## START Supplied information

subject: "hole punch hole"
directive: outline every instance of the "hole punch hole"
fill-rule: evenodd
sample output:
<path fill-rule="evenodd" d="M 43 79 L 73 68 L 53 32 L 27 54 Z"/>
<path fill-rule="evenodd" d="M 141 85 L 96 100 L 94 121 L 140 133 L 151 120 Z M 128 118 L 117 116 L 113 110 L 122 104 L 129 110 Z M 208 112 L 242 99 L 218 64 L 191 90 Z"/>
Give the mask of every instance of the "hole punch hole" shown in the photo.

## END Supplied information

- What you will do
Output every line of the listing above without any changes.

- Written solution
subject: "hole punch hole"
directive: outline every instance of the "hole punch hole"
fill-rule: evenodd
sample output:
<path fill-rule="evenodd" d="M 43 79 L 73 68 L 53 32 L 27 54 Z"/>
<path fill-rule="evenodd" d="M 141 85 L 96 100 L 94 121 L 140 133 L 151 120 Z M 128 118 L 117 116 L 113 110 L 122 104 L 129 110 Z M 208 112 L 242 99 L 218 64 L 191 90 Z"/>
Give the mask of every instance of the "hole punch hole" shown in the photo.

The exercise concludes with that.